--- BEGIN Page ---
Warning: This article contains spoilers for We Own This City episode 2.
HBO's We Own This City episode 2 begins with Jon Bernthal's Wayne Jenkins in police custody and awaiting interrogation, leading to a haunting moment when the corrupt cop stares right down the camera, breaking the fourth wall. For something as based in reality as HBO's belated spiritual sequel to The Wire, it's a jarring moment, but it absolutely fits what is already established about Jenkins as a character.
TheWe Own This City cast is packed with impressive talents, but despite enjoying top billing, Bernthal barely appears, book-ending the episode, but immediately establishing himself as a formidable presence. He stalks the streets of Baltimore cockily swinging his nightstick as the residents scatter, building up Jenkins' mythology before he's even shown breaking a single law. It's an incredibly subtle, but brilliantly effective trick that means his arrival for real in We Own This City episode 2 lands even harder. And so too does the flashback to his early days as a more idealistic cop.
--- END Page ---
--- BEGIN Data excerpts ---
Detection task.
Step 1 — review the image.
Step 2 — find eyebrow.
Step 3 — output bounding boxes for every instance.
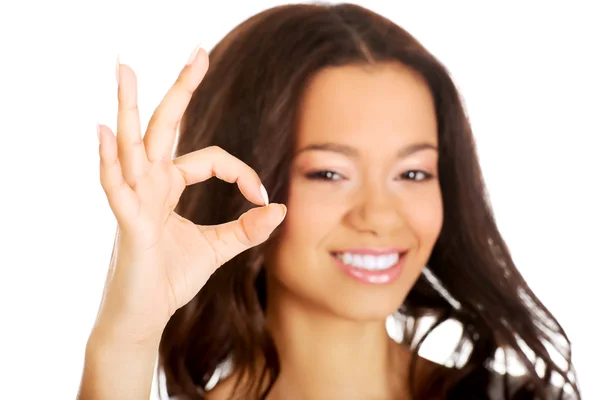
[296,142,438,158]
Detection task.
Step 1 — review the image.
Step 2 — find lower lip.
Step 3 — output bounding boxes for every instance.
[331,253,406,285]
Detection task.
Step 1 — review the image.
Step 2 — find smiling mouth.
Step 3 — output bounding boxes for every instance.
[331,251,406,272]
[331,250,408,285]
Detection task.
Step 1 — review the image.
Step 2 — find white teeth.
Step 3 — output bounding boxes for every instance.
[337,253,400,271]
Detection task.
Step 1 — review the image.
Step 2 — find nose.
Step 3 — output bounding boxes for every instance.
[346,179,403,237]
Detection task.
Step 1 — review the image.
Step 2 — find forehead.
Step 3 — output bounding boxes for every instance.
[297,63,437,151]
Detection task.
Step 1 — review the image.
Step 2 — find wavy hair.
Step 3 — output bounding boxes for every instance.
[159,4,580,400]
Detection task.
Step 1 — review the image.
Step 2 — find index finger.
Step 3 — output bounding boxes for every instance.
[144,47,208,161]
[173,146,269,205]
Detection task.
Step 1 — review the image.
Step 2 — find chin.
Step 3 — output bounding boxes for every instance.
[322,288,408,322]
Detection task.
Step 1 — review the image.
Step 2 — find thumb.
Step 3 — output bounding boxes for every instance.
[204,203,287,269]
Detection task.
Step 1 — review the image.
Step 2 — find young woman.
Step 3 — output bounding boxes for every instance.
[80,4,579,400]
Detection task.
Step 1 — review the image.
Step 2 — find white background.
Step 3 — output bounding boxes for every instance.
[0,0,600,399]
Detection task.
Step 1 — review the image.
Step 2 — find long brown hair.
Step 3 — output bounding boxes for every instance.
[160,4,580,399]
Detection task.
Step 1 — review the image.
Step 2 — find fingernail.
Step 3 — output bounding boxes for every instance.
[280,204,287,221]
[115,54,121,86]
[260,185,269,206]
[186,45,200,65]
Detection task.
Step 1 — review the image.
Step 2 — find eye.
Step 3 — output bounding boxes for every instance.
[306,170,344,181]
[400,170,433,182]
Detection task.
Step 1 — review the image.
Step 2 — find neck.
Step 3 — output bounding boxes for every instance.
[267,282,410,399]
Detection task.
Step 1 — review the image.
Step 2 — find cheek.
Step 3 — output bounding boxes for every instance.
[278,182,341,259]
[404,185,444,248]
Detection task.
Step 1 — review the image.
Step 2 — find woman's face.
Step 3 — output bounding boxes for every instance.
[267,64,443,320]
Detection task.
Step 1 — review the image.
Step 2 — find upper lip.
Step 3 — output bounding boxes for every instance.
[332,247,406,256]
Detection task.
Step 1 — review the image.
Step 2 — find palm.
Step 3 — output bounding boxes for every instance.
[99,47,285,336]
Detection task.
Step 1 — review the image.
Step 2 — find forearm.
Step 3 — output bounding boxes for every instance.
[78,333,159,400]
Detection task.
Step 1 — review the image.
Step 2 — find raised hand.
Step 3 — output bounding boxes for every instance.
[95,49,286,341]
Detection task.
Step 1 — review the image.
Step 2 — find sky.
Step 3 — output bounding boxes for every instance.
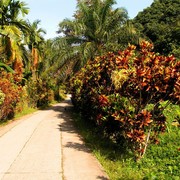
[23,0,153,39]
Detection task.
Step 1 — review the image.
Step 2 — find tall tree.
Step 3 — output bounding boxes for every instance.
[58,0,127,71]
[0,0,28,74]
[134,0,180,57]
[26,20,46,79]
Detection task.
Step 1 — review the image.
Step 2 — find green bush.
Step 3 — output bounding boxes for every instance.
[71,42,180,157]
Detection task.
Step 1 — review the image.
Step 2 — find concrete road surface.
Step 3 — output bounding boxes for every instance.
[0,97,108,180]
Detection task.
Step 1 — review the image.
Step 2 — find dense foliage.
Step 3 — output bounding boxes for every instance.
[0,0,62,121]
[71,42,180,157]
[134,0,180,57]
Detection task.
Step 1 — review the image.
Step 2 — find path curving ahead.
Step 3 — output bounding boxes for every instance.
[0,96,108,180]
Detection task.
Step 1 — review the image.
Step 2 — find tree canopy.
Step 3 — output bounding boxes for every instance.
[134,0,180,57]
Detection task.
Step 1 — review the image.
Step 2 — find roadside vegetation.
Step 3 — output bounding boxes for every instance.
[72,105,180,180]
[0,0,180,180]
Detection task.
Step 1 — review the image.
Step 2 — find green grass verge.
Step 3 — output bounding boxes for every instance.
[73,106,180,180]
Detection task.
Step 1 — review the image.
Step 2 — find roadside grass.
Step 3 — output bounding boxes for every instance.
[72,105,180,180]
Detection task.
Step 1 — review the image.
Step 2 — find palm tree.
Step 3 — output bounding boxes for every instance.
[0,0,28,75]
[57,0,127,74]
[26,20,46,79]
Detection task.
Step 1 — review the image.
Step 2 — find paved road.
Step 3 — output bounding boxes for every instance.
[0,96,108,180]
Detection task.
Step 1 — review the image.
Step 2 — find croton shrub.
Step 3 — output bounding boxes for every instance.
[0,71,22,121]
[71,41,180,157]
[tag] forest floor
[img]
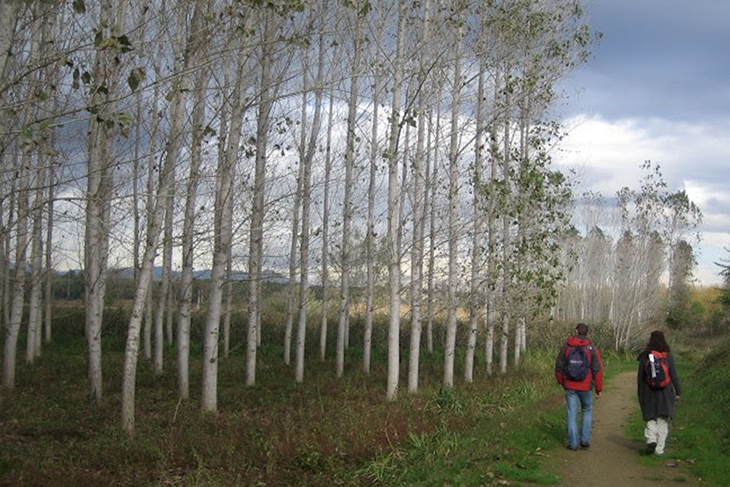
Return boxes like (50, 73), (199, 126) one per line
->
(543, 372), (701, 487)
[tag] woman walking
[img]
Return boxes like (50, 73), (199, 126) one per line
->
(637, 331), (682, 455)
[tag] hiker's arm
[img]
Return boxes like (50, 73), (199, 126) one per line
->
(667, 353), (682, 397)
(555, 347), (565, 386)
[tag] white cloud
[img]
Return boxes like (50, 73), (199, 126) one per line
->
(554, 115), (730, 284)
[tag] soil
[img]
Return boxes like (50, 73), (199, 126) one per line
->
(532, 372), (701, 487)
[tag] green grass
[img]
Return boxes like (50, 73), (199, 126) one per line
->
(626, 342), (730, 486)
(0, 324), (562, 487)
(0, 312), (730, 487)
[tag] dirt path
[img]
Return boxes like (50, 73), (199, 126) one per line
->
(545, 372), (699, 487)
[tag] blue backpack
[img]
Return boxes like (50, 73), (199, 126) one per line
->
(565, 346), (591, 382)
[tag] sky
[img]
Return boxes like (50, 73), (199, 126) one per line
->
(554, 0), (730, 285)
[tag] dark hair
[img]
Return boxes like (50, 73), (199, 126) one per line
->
(646, 330), (669, 352)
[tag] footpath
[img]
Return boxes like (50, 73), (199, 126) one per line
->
(543, 372), (702, 487)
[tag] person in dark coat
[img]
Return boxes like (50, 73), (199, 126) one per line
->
(637, 331), (682, 455)
(555, 323), (603, 450)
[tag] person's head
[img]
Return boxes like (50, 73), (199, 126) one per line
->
(646, 330), (669, 352)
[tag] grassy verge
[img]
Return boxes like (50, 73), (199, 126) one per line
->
(627, 341), (730, 486)
(366, 353), (634, 487)
(0, 334), (580, 487)
(365, 356), (564, 486)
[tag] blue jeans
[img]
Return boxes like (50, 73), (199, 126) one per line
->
(565, 389), (593, 448)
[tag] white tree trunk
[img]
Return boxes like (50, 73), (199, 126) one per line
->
(335, 9), (363, 377)
(385, 0), (407, 401)
(444, 13), (463, 388)
(246, 12), (274, 386)
(362, 1), (383, 374)
(3, 156), (28, 390)
(408, 0), (431, 393)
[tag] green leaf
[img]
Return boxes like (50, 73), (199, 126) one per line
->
(73, 0), (86, 14)
(127, 68), (147, 91)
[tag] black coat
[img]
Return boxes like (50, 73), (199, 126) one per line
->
(637, 352), (682, 421)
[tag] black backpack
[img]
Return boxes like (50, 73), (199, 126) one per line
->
(644, 350), (672, 389)
(565, 345), (591, 382)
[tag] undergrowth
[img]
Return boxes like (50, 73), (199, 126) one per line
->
(627, 340), (730, 486)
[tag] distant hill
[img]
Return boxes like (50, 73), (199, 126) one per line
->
(89, 266), (289, 284)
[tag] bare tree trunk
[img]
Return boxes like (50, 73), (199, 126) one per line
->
(335, 8), (364, 377)
(408, 0), (431, 393)
(444, 10), (463, 388)
(464, 45), (486, 384)
(177, 47), (210, 399)
(202, 50), (247, 412)
(319, 83), (335, 362)
(44, 155), (56, 343)
(385, 0), (407, 401)
(122, 4), (203, 435)
(25, 155), (47, 364)
(362, 1), (384, 374)
(426, 108), (441, 353)
(295, 6), (327, 383)
(3, 154), (28, 390)
(499, 69), (511, 374)
(0, 0), (23, 79)
(246, 13), (274, 386)
(84, 0), (124, 402)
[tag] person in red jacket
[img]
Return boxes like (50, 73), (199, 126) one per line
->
(555, 323), (603, 450)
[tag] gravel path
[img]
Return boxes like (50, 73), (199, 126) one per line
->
(545, 372), (701, 487)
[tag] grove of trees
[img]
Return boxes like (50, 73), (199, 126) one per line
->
(0, 0), (700, 433)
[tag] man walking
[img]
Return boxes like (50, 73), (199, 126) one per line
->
(555, 323), (603, 450)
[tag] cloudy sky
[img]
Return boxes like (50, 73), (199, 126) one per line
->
(555, 0), (730, 284)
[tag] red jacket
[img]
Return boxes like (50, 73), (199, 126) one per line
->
(555, 336), (603, 392)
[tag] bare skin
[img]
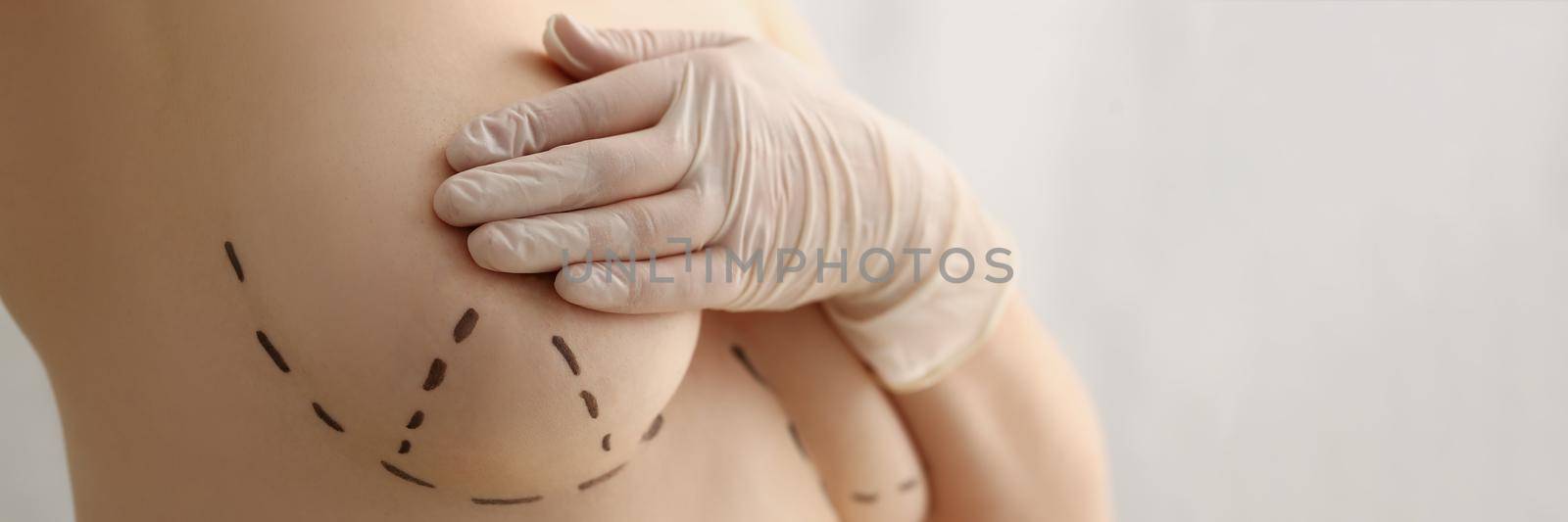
--- END Data excerpts ---
§ **What is asked**: Quote the passage in the review of We Own This City episode 2 from "TheWe Own This" through "more idealistic cop.".

§ **Written response**:
TheWe Own This City cast is packed with impressive talents, but despite enjoying top billing, Bernthal barely appears, book-ending the episode, but immediately establishing himself as a formidable presence. He stalks the streets of Baltimore cockily swinging his nightstick as the residents scatter, building up Jenkins' mythology before he's even shown breaking a single law. It's an incredibly subtle, but brilliantly effective trick that means his arrival for real in We Own This City episode 2 lands even harder. And so too does the flashback to his early days as a more idealistic cop.